Would it be possible to copy exactly the lines from the one containing "like [8, 167]." to the end of the entries, including both and nothing else?

(Data records)
══════
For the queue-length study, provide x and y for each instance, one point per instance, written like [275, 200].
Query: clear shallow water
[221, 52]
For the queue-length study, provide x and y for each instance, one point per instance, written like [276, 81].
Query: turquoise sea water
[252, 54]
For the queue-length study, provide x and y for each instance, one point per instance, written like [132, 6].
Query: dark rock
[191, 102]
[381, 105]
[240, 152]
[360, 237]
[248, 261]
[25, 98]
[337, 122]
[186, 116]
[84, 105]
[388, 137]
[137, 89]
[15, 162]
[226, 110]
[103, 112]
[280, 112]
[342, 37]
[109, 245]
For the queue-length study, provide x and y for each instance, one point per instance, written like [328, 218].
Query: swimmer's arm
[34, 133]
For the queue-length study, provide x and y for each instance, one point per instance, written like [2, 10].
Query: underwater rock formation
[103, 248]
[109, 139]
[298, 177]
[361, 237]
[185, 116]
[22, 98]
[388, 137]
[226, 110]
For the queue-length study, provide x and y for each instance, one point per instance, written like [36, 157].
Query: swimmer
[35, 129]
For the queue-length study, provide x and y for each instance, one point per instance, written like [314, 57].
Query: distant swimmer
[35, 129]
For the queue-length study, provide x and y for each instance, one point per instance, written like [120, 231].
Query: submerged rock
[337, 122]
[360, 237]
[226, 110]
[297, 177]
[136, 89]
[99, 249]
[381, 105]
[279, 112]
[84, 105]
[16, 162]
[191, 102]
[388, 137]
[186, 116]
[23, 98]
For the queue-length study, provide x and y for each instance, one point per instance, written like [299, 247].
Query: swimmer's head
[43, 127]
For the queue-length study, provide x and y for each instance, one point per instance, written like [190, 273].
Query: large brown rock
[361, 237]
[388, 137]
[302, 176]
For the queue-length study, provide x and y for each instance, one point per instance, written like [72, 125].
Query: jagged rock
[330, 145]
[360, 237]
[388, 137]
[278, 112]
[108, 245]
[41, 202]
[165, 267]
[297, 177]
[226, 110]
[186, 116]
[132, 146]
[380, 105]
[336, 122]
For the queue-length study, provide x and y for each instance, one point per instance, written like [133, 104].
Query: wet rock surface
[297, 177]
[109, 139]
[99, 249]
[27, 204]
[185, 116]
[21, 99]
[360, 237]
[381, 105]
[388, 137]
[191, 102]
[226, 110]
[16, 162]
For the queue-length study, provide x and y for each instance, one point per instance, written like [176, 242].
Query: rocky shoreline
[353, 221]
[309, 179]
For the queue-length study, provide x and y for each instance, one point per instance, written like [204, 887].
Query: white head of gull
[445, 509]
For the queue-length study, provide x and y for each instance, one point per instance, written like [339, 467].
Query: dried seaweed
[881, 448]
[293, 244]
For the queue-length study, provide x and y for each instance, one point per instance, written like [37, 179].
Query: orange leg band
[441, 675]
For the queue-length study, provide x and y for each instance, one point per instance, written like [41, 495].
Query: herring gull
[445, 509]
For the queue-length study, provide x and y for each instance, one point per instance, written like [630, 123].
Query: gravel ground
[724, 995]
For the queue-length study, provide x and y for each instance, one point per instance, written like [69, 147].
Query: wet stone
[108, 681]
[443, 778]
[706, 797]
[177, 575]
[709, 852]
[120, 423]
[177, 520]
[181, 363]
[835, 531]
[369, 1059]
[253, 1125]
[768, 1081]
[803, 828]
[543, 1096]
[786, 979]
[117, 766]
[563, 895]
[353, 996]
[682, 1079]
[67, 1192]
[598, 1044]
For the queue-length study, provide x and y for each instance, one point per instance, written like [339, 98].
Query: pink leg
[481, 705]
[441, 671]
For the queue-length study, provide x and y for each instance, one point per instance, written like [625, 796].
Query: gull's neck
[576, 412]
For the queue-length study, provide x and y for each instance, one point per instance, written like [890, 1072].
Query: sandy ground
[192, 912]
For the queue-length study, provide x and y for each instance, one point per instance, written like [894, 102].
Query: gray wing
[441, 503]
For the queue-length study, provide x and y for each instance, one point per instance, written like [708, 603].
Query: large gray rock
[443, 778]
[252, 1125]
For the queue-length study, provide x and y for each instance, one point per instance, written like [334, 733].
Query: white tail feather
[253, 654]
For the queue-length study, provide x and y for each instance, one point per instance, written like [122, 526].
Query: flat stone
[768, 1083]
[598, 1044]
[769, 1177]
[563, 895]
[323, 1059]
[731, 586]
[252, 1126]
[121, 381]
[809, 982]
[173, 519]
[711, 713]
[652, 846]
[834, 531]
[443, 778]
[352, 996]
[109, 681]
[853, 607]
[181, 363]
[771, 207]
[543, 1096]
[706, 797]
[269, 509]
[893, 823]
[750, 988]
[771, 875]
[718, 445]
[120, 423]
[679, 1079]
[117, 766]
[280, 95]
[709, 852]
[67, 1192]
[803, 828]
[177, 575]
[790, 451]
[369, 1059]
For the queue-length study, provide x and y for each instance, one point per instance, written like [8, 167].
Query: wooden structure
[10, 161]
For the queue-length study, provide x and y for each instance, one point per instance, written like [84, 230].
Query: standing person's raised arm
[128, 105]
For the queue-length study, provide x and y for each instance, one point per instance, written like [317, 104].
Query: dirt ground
══════
- [Output for this task]:
For the queue-length study, provide x and y for each instance, one point per instance, written like [8, 167].
Query: wooden structure
[10, 161]
For the queue-length study, provide x and y for each instance, one point per instance, written like [84, 230].
Query: standing person's raised arm
[128, 105]
For the queue-length study, provide x and y for each instance, one point per instance, written like [317, 104].
Query: dirt ground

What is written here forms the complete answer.